The nearly complete skeleton of a teenage girl who died some 12,000 to 13,000 years ago in a cave in the Yucatan Peninsula, has yielded DNA clues linking her to Native Americans living today.
The connection bolsters the prevailing theory that the sole route of human migration into North America took place over a Siberia-Alaska land bridge known as Beringia, starting 15,000 to 20,000 years ago.
NPR Science Correspondent Joe Palca says the skeleton of the girl, who died at age 15 to 16, was discovered in 2007 amid a complex of flooded caverns in Mexico known as Hoyo Negro, or "Black Hole."
Scientific American says, "She lies in a collapsed chamber together with the remains of 26 other large mammals, including a saber-toothed tiger, 600 meters from the nearest sinkhole. Most of the mammals became extinct around 13,000 years ago."
"It was impossible to safely recover the body from the cave location, so the research team dove to the cave and made bone measurements in situ. They placed Naia's skull on a rotating tripod, and set a camera on a second tripod next to it. Turning the skull slowly, they snapped pictures every 20 degrees. Later the team used the photographs to reconstruct a three-dimensional image."
James Chatters of Applied Paleoscience in Bothell, Wash., led the study and published the results in the journal Science.
Chatters says the skeleton, known as Naia after the water nymphs of Greek mythology, doesn't look much like modern Native Americans who have narrower faces, different teeth and a different palate.
"I could tell from the shape of the palette and some other aspects of the skull that she was similar to some of the other earliest Americans I'd seen," Chatters says. "So many differences that it seemed they must come from somewhere else."
But the DNA told a different story.
The University of Texas at Austin's Deborah Bolnick, an expert in extracting ancient DNA from fossilized teeth and bones got a sample of Naia's mitochondrial DNA, which is inherited exclusively from the mother.
Bolnick found a lineage known as D-1 that's found in Northeast Asia (including Siberia) and also very common in Native Americans.
What that suggests, Bolnick says, is that the girl is indeed descended from the first humans to cross the land bridge and not some later migration from somewhere else.
That means the physical differences between the first "Paleoamericans" and Native Americans of today are the result of evolution since the great migration out of Asia.
Transcript
AUDIE CORNISH, HOST:
One day, about 12,000 years ago, a girl was walking around in cave. This was on the Yucatan Peninsula in what we now know as Mexico. She fell into a deep pit, fractured several bones in her pelvis and died. Today, that cave is underwater but the girl's remains were found by divers. And now her DNA is helping scientists understand where the earliest Americans came from.
NPR science correspondent Joe Palca has the story.

• _Dataset entries_
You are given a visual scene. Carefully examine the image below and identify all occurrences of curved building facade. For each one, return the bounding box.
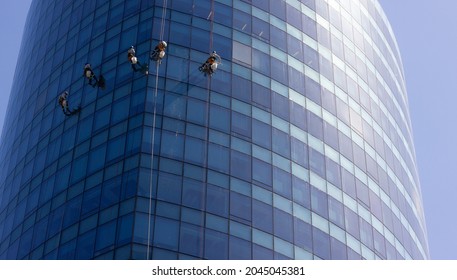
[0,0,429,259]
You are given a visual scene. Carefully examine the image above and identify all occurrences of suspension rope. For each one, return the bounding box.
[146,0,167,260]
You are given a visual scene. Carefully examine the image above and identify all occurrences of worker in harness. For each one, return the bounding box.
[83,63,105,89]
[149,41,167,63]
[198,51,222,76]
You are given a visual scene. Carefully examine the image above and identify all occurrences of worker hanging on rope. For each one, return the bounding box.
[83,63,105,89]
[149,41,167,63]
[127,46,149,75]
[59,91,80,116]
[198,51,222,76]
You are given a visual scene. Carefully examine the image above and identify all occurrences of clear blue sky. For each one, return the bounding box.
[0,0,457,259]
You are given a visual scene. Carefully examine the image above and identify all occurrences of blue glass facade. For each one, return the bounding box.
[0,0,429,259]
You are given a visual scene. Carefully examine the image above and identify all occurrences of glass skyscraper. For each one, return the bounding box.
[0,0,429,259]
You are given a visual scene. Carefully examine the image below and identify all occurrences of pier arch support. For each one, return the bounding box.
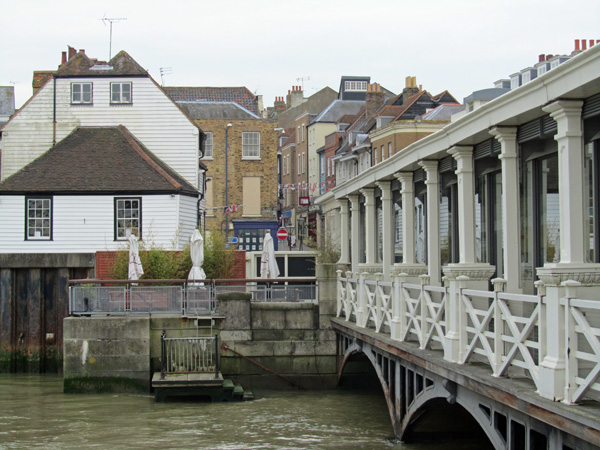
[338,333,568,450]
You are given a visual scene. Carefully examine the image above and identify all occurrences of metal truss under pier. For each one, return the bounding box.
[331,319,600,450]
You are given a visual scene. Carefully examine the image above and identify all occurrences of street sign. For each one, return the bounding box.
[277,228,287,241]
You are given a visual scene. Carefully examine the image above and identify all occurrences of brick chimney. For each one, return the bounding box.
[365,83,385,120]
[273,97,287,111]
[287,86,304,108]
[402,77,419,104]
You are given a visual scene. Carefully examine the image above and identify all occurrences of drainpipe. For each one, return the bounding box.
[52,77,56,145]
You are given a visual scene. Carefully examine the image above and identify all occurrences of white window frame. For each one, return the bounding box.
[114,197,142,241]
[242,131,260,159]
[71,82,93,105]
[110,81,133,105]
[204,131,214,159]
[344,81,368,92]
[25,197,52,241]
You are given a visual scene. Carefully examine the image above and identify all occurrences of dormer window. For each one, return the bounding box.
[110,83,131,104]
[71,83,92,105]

...

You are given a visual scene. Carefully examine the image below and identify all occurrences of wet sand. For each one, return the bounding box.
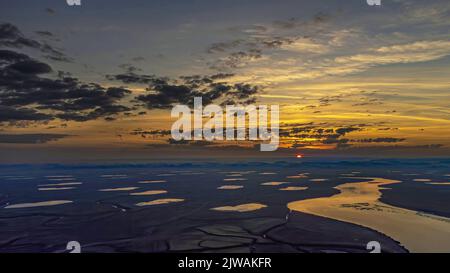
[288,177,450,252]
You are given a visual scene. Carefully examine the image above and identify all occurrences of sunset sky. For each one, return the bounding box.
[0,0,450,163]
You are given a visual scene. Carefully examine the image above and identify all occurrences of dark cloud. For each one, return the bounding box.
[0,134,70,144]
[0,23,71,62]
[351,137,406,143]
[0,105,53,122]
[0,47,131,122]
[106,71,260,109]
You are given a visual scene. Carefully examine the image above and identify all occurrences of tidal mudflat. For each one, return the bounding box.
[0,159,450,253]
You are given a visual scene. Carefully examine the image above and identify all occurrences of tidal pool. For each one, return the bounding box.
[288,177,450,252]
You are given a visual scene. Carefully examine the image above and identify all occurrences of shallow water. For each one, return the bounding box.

• _Exercises_
a. Answer these questions using the article about Naia's skeleton, one answer per line:
(i) In what year was the skeleton discovered in Hoyo Negro?
(ii) What mitochondrial DNA lineage did Deborah Bolnick find in Naia's sample?
(iii) How many degrees apart were the photographs of the skull taken as it was turned?
b. Please carry on the article about Naia's skeleton, starting right after its final sentence.

• _Answer set_
a.
(i) 2007
(ii) D-1
(iii) 20 degrees

b.
JOE PALCA, BYLINE: A few years ago, archeologist and paleontologist James Chatters was at a scientific meeting when a colleague showed him a picture. It was taken by divers at the bottom of cave on the Yucatan Peninsula. The cave had flooded sometime in the last 12,000 years or so. In the picture there was a human skull.
JAMES CHATTERS: I could tell from the shape of the palette and some other aspects of the skull that she was similar to the other earliest Americans I'd seen.
PALCA: Along with a variety of colleagues from around the United States and Mexico, Chatters began an intensive investigation of the girl's skull and other bones. The first fruits of their labors appear in today's edition of the journal Science. They estimate the girl was 15 or 16 years old when she died and that she'd been dead for between 12 and 13,000 years.
But it's the girl's DNA that proved most intriguing. That's because there's been a big debate about whether modern Native Americans are related to the very first people who came to the Americas, like the young girl, or to people who came in a more recent migration. The reason there's a question about that is the first people who came to the Americas, like this young girl, don't look very much like modern Native Americans. Chatters says modern Native Americans have narrower faces, different teeth, different palette
CHATTERS: Oh, so many differences, that it seem like they must come from somewhere else.
PALCA: But girl's DNA tells a different story. Deborah Bolnick is from the University of Texas Austin. She's an expert in extracting ancient DNA from fossilized teeth and bones.
DEBORAH BOLNICK: A lot of my work is focused on trying to using genetics to help us understand more recent population history in the Americas.
PALCA: Bolnick studied the girl's mitochondrial DNA, a type of DNA you inherit exclusively from your mother. What she found was the girl had a mitochondrial DNA inheritance pattern that's quite common in Native Americans alive today. So despite the differences in appearance Bolnick says the new results suggests that modern Native Americans are, indeed, descended from the very first humans to reach the Americas and not some more recent migration.
By studying more of the girl's DNA, scientists are hoping to get clues about which genes were responsible for the changes in appearance.